• **Instructions for the task**
Within the records below, filter for lines carrying the word "towel" and copy them.

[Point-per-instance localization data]
Segment Open

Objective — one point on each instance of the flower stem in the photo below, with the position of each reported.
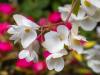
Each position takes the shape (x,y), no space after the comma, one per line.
(73,6)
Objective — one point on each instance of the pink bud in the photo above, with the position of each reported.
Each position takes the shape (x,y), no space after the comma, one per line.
(69,25)
(46,53)
(82,42)
(6,46)
(31,18)
(54,17)
(22,63)
(40,38)
(6,8)
(42,21)
(4,27)
(39,66)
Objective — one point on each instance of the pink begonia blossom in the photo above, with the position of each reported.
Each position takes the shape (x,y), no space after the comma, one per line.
(6,46)
(42,21)
(22,63)
(31,18)
(4,27)
(69,25)
(54,17)
(46,54)
(6,8)
(39,66)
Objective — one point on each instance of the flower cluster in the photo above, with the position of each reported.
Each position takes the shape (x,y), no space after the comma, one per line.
(59,34)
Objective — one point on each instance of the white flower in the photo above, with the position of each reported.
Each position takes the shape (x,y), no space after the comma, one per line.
(30,53)
(93,58)
(86,22)
(75,40)
(98,31)
(55,41)
(25,30)
(95,3)
(55,60)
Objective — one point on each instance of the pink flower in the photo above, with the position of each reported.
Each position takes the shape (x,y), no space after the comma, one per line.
(31,18)
(6,8)
(40,38)
(4,27)
(39,66)
(42,21)
(69,25)
(54,17)
(22,63)
(46,53)
(6,46)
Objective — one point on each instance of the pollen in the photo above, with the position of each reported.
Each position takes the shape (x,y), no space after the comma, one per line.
(87,3)
(61,37)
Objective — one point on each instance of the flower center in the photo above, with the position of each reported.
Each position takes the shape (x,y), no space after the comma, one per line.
(87,3)
(27,29)
(61,37)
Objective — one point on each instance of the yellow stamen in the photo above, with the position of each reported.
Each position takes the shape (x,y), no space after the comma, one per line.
(87,3)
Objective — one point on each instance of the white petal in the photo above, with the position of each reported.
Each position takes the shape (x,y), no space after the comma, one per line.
(80,16)
(75,27)
(58,64)
(77,48)
(49,62)
(34,46)
(50,35)
(60,53)
(88,24)
(79,37)
(32,57)
(95,3)
(53,46)
(11,30)
(64,11)
(21,20)
(90,10)
(96,16)
(27,38)
(63,30)
(94,66)
(23,54)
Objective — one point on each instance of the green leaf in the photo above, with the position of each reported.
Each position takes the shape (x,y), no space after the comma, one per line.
(77,6)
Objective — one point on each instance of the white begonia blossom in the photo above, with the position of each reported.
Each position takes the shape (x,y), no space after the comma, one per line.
(55,41)
(83,20)
(75,40)
(93,58)
(25,30)
(28,55)
(55,60)
(30,52)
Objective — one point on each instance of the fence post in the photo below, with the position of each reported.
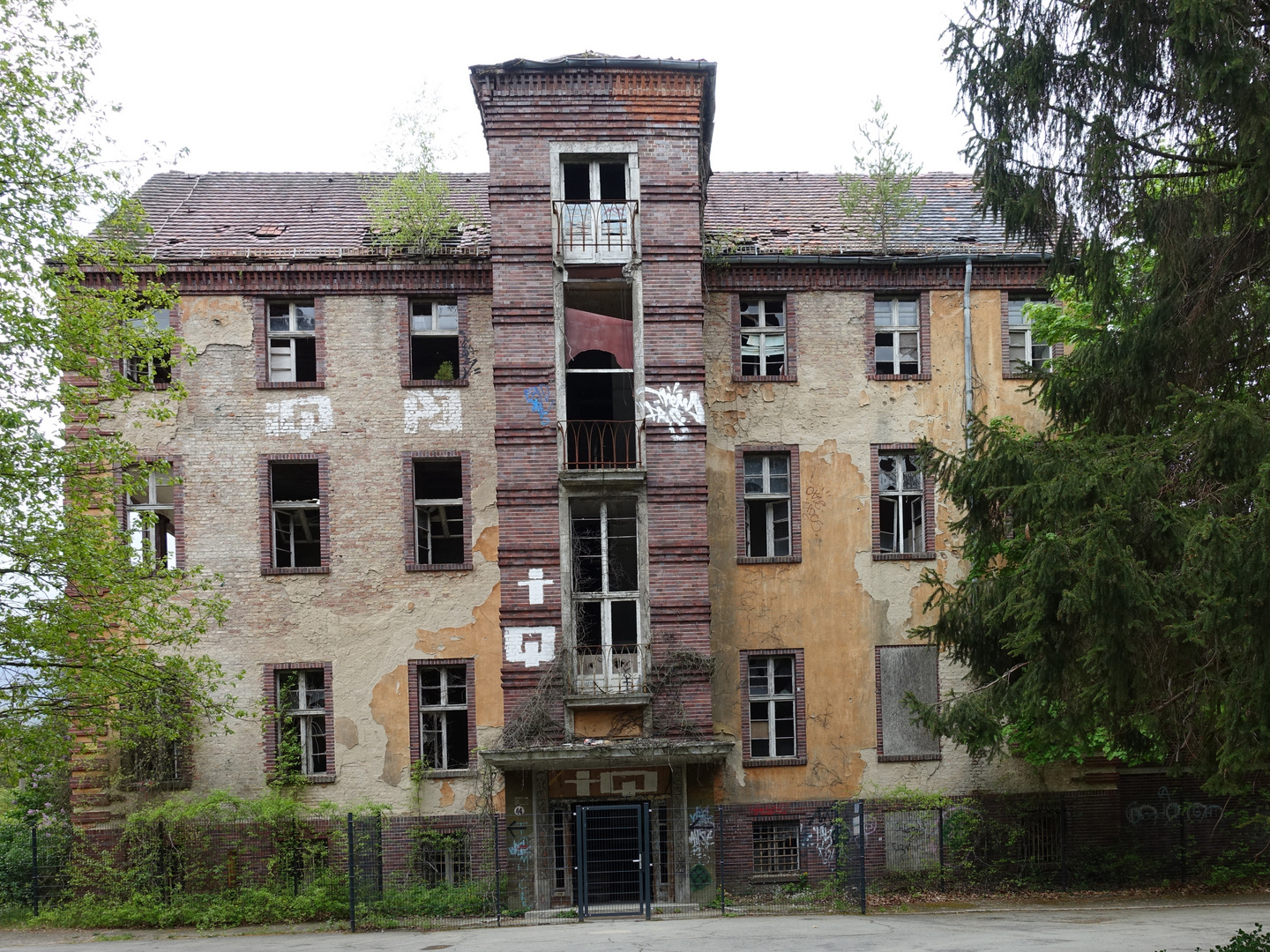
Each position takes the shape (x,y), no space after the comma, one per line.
(34,871)
(352,880)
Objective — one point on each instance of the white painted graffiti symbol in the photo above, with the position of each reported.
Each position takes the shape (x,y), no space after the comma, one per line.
(302,417)
(439,410)
(675,407)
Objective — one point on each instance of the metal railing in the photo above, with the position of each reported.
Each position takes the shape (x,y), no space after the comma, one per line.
(602,444)
(596,231)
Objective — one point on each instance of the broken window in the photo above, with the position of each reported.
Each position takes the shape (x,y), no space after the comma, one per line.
(433,340)
(438,510)
(152,518)
(606,594)
(762,337)
(771,707)
(153,371)
(296,510)
(292,340)
(902,502)
(776,847)
(767,504)
(1027,353)
(444,718)
(897,337)
(303,712)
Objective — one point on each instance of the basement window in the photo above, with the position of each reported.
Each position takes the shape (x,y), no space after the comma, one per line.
(292,342)
(433,340)
(296,514)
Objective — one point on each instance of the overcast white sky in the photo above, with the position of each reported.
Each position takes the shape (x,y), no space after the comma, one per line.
(280,86)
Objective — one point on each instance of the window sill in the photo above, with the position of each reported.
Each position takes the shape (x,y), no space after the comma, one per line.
(773,762)
(768,560)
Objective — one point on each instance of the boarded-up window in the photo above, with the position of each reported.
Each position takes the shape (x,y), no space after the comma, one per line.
(902,671)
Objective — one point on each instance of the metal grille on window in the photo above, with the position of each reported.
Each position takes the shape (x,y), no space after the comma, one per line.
(902,502)
(771,707)
(438,510)
(1027,353)
(762,337)
(606,591)
(776,847)
(444,718)
(433,340)
(897,342)
(767,504)
(303,706)
(292,334)
(152,521)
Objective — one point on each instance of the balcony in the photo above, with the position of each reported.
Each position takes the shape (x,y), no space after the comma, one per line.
(602,444)
(596,231)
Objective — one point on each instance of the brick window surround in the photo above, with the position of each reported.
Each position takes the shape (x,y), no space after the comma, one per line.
(882,750)
(415,664)
(260,340)
(796,505)
(176,472)
(923,335)
(927,507)
(267,512)
(790,375)
(403,310)
(799,709)
(272,721)
(1006,372)
(410,550)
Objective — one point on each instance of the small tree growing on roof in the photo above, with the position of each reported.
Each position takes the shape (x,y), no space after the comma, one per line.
(882,190)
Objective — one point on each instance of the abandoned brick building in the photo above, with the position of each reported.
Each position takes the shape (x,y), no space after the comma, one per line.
(614,501)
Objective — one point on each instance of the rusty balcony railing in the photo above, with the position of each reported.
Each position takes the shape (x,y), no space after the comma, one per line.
(596,231)
(602,444)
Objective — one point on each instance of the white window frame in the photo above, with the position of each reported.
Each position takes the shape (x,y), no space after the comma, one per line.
(310,718)
(905,537)
(768,698)
(441,733)
(1020,329)
(773,501)
(280,342)
(144,531)
(891,320)
(757,309)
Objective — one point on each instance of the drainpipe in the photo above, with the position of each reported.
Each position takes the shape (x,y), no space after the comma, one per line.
(966,335)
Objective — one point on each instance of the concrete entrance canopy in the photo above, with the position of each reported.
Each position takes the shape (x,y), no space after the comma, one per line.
(669,753)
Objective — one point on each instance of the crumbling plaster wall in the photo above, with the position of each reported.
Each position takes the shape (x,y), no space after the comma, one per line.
(839,603)
(367,616)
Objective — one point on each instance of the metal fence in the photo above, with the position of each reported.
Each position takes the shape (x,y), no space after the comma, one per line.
(652,859)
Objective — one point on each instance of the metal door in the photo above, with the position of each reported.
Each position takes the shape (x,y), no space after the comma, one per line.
(614,859)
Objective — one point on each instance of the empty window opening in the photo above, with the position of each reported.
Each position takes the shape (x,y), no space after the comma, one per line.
(771,707)
(444,718)
(153,369)
(296,509)
(152,519)
(292,334)
(897,337)
(902,502)
(762,337)
(303,711)
(435,340)
(438,510)
(606,591)
(767,504)
(1027,354)
(776,847)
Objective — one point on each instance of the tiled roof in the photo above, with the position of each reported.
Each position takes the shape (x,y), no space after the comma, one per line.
(310,215)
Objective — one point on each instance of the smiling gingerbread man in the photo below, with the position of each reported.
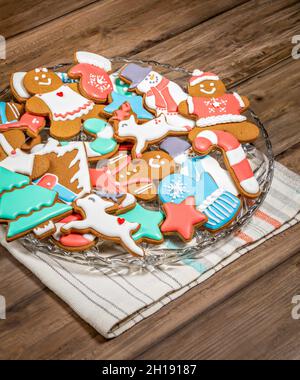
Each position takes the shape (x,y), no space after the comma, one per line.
(213,108)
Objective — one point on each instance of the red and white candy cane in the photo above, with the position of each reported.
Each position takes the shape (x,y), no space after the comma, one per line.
(235,158)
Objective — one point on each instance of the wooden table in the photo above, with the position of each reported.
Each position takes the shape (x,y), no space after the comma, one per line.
(244,311)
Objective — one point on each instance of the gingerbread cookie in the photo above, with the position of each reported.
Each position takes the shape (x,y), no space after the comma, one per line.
(234,157)
(99,220)
(68,172)
(25,207)
(47,95)
(10,112)
(31,124)
(92,70)
(161,95)
(153,131)
(138,177)
(213,108)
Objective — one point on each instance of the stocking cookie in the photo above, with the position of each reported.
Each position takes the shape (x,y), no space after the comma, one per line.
(97,219)
(213,108)
(92,70)
(48,96)
(153,131)
(234,158)
(161,95)
(25,207)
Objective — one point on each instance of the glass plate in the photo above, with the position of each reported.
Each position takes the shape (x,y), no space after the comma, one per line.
(107,254)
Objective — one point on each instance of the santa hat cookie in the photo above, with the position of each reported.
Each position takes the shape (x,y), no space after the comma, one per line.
(199,76)
(93,71)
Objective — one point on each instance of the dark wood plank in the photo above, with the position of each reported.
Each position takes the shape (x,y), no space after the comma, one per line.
(254,324)
(274,96)
(236,44)
(98,28)
(28,14)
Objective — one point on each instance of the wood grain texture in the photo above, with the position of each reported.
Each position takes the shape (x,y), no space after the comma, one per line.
(236,44)
(247,44)
(236,329)
(98,28)
(28,14)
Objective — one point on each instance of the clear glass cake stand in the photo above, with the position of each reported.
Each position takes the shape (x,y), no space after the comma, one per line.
(107,254)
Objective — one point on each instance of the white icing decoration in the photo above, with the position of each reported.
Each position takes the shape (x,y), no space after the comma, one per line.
(93,59)
(14,110)
(104,224)
(70,106)
(40,231)
(17,83)
(220,119)
(144,134)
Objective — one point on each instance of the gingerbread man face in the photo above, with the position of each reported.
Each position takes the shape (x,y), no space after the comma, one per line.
(41,81)
(208,89)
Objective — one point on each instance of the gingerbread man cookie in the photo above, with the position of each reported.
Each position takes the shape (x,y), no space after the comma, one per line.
(213,108)
(47,95)
(138,177)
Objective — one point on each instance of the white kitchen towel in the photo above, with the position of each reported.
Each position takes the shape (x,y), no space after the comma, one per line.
(112,301)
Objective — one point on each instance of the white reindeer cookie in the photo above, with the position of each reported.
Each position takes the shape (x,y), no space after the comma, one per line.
(151,132)
(99,221)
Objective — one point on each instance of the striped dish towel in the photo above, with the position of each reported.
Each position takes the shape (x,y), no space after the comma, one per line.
(112,302)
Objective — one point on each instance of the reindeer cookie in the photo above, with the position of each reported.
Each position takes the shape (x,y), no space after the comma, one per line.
(46,95)
(153,131)
(213,108)
(98,220)
(138,177)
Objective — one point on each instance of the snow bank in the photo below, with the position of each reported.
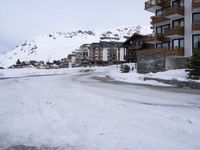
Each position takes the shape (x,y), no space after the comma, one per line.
(134,77)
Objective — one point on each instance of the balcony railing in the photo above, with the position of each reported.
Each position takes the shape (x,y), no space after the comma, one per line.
(157,19)
(196,4)
(151,4)
(153,38)
(174,11)
(196,26)
(174,31)
(167,52)
(175,52)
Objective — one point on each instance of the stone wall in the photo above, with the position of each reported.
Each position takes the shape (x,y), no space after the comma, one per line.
(150,62)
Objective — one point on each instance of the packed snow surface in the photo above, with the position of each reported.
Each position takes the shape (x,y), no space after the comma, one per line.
(55,46)
(85,111)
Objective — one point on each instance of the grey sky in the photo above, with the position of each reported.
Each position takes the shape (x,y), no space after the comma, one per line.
(23,19)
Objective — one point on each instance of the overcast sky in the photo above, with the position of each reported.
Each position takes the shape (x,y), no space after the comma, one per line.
(24,19)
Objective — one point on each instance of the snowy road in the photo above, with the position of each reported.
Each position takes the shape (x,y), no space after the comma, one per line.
(86,112)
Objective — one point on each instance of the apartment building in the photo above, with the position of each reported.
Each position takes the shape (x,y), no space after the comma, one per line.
(106,53)
(176,29)
(134,44)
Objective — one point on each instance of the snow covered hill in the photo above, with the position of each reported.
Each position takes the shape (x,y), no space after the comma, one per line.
(58,45)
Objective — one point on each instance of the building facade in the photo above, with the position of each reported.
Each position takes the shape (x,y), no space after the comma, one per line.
(107,53)
(176,28)
(133,45)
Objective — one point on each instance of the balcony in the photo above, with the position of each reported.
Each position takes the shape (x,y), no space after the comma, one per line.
(196,4)
(175,32)
(167,52)
(196,27)
(158,19)
(174,12)
(175,52)
(153,5)
(152,39)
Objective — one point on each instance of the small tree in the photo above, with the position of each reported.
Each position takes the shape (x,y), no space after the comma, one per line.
(124,68)
(194,66)
(19,62)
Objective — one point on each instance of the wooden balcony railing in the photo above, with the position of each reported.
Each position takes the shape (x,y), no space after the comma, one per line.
(153,3)
(157,19)
(196,26)
(154,38)
(175,52)
(196,4)
(175,31)
(179,10)
(167,52)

Segment Closed

• **Solution**
Objective — one point on each instance of the white kitchen towel in the photo above, with the position of each reported.
Objective — one point on each instance of the striped dish towel in the photo above, with the position of each reported.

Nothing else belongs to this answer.